Women fight back: Lisbeth Salander, part V


Lisbeth thinking, thinking…

Since Stieg Larsson died before he could write a fourth Salander book, and the upcoming “sequel” by another author seems shaky at best and mercenary at worst, I looked to the trilogy to see where Larsson and Lisbeth might go, and thought about the weight of the dragon tattoo.

Metaphorically the dragon tattoo has Lisbeth’s back; it protects her from her enemies. Literally the tattoo is a reminder that she has enemies so powerful that she needs a dragon’s power to defeat them. The tattoo is a constant warning, imprinted on her skin, to be wary, to watch out for those who can sneak up behind her, to be on the lookout for betrayal.

-=-=-

Objectives =>
(a) According to the essay on Lisbeth Salander, what three things does the dragon tattoo warn her to do? List them all.
(b) Condense the paragraph of the essay on Lisbeth Salander that begins "Metaphorically the dragon tattoo" into a short bulleted list that keeps its main points.

Information provided =>
-=-=-

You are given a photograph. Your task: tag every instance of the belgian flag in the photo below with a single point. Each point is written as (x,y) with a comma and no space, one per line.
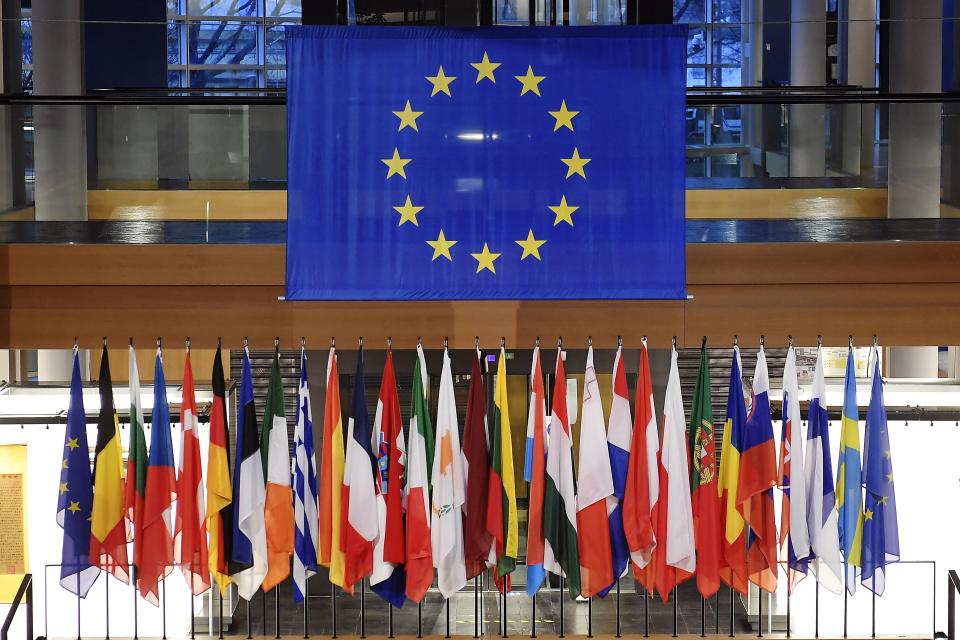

-=-=-

Written answers =>
(a)
- To be wary
- To watch out for those who can sneak up behind her
- To be on the lookout for betrayal

(b)
- Metaphorically, the tattoo has Lisbeth's back and protects her from her enemies.
- Literally, it reminds her that her enemies are so powerful that she needs a dragon's power to defeat them.
- Imprinted on her skin, it is a constant warning to stay wary, to watch for those who could sneak up behind her, and to look out for betrayal.